[Opening TEXT UNDER STUDY section]

From the defining equations (in Pl\"{u}cker coordinates) of $\pi_x$ it is clear that $\varphi$ is an isomorphism with inverse given by
$$\varphi^{-1}(x,y,z)=(x,y,z,0,0,0)=(p_{12},p_{13},p_{14},p_{23},p_{24},p_{34})\in G(2,4).$$

Now let $\pi_P$ be the set of lines contained in a given plane $P\subset \P^3(K)$.  Without loss of generality, as before,
we may suppose that $P$ is the span of $e_1,e_2,e_3$.  Then the condition that a line $f_1\wedge f_2\in G(2,4)$ in $\P^3(K)$
be contained in $P$ is just the condition
$$e_1\wedge e_2\wedge e_3\wedge f_1=e_1\wedge e_2\wedge e_3\wedge f_2=0,$$
and writing $f_i=\sum_j a_{ij}e_j$ we see that $f_1\wedge f_2\in \pi_P$ if and only if $a_{14}=a_{24}=0$.

\stepcounter{enumi}
\stepcounter{enumi}
\stepcounter{enumi}
\item \begin{enumerate}
    \item We first show that the set of flags
    $$F(k,l;n+1)=\{(U,W):U\subset W\subset K^{n+1}\}\subset G(k,n+1)\times G(l,n+1)$$ is a closed set.
    Write
    \begin{align*}
        U&=[v_1\wedge v_2\ldots\wedge v_k]\in G(k,n+1)\\
        W&=[w_1\wedge w_2\ldots\wedge w_l]\in G(l,n+1).
    \end{align*}
    Then the condition that $U\subset W$ is precisely the condition that $v_i\in W$ for all $i$, or equivalently, that
    $$v_i\wedge w_1\wedge w_2\ldots\wedge w_l=0$$ for $0\leq i\leq k$.  This gives a system of algebraic equations
    in pl\"{u}cker coordinates, thus showing that $F(k,l)$ is closed.

    Now let $$F(m_1,\ldots,m_r;n+1)\subset G(m_1,n+1)\times\cdots\times G(m_r,n+1)$$ be a flag of type $(m_1,\ldots,m_r)$ and for $i<j$ let
    $$\pi_{i,j}:F(m_1,\ldots,m_r;n+1)\rightarrow F(m_i,m_j;n+1)$$ be the natural projection map given by
    $\pi_{i,j}(V_0,V_1,\ldots,V_r)=(V_i,V_j)$.  Then it is clear that
    $$F(m_1,\ldots,m_r;n+1)=\bigcap_{i<j}\pi_{i,j}^{-1}(F(m_i,m_j;n+1)).$$  Obviously, $\pi_{i,j}$ is continuous for each $i<j$
    so that $\pi_{i,j}^{-1}(F(m_i,m_j;n+1))$ is closed since $F(m_i,m_j;n+1)$ is.  Thus, $F(m_1,\ldots,m_r;n+1)$ is a finite intersection
    of closed sets and hence closed.

[Closing TEXT UNDER STUDY section]
[Opening INFORMATION GIVEN section]

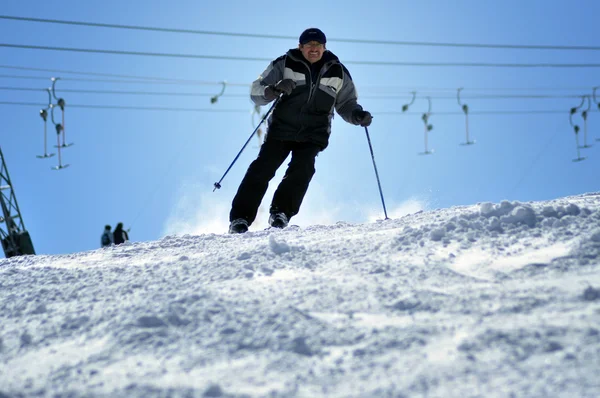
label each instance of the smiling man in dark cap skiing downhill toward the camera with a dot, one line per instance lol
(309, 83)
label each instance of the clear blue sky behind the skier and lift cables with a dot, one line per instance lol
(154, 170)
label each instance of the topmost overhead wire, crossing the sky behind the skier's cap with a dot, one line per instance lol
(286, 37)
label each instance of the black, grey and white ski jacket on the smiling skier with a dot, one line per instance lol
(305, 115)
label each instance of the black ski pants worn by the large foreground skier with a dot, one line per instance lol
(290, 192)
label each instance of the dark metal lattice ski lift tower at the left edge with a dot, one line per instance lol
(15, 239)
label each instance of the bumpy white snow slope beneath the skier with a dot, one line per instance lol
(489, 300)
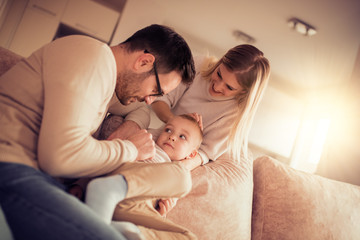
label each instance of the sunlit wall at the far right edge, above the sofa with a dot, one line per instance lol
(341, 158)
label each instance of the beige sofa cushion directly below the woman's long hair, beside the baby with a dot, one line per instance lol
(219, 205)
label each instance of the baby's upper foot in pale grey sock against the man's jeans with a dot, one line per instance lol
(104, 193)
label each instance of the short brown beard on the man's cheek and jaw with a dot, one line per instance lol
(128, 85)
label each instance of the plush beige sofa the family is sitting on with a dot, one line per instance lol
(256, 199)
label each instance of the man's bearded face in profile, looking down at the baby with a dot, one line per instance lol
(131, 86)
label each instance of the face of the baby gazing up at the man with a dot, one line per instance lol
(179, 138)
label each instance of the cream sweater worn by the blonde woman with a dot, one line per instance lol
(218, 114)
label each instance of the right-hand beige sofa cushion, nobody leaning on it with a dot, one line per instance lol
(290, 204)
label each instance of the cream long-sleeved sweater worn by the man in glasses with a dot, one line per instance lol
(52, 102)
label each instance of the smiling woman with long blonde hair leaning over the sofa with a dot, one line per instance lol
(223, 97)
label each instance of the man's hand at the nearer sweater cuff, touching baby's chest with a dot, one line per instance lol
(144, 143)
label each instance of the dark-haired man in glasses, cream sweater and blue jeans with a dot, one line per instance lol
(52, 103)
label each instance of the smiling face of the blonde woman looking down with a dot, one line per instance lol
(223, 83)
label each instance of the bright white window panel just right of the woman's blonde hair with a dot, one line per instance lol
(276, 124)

[Closing INFORMATION GIVEN section]

REQUIRED TASKS ->
- a) List the Plücker coordinates that the Grassmannian text names in its formula for the inverse of $\varphi$.
- b) Go on with the Grassmannian text from its last sentence.
The material plays no role here.

PER-TASK OUTPUTS ->
- a) $p_{12}$, $p_{13}$, $p_{14}$, $p_{23}$, $p_{24}$, $p_{34}$

- b)
    \item Consider the projection map
    $$\pi:F(m_1,\ldots,m_r;n+1)\rightarrow F(m_1,m_2,\ldots,m_{r-1};n+1).$$  The fibre over a point
    $$(V_1,V_2,\ldots,V_{r-1})\in F(m_1,m_2,\ldots,m_{r-1};n+1)$$ consists
    of all points $V_r\in G(m_r,n+1)$ with $V_{r-1}\subset V_r$.  Choosing such a $V_r$ corresponds
    to choosing a subspace $W$ of the orthogonal complement of $V_{r-1}$ in $V=K^{n+1}$ of dimension
    $m_r-m_{r-1}$, so that $V_r:=W\oplus V_{r-1}$.  But the set of all such spaces is identified with
    $$G(m_r-m_{r-1},n+1-m_{r-1}),$$ and this is therefore the fibre over any point.  Since our projection
    map is surjective and all fibres clearly have the same dimension, namely
    $$\dim G(m_r-m_{r-1},n+1-m_{r-1})=(m_r-m_{r-1})(n+1-m_r),$$
    it follows that we have
    $$\dim F(m_1,\ldots,m_r;n+1)=\dim F(m_1,m_2,\ldots,m_{r-1};n+1)+(m_r-m_{r-1})(n+1-m_r).$$
    Repeated application of this formula gives
    $$\dim F(m_1,\ldots,m_r;n+1)=\sum_{i=0}^{r-1}(m_{r-i}-m_{r-i-1})(n+1-m_{r-i}),$$
    where for convenience we set $m_0=0$.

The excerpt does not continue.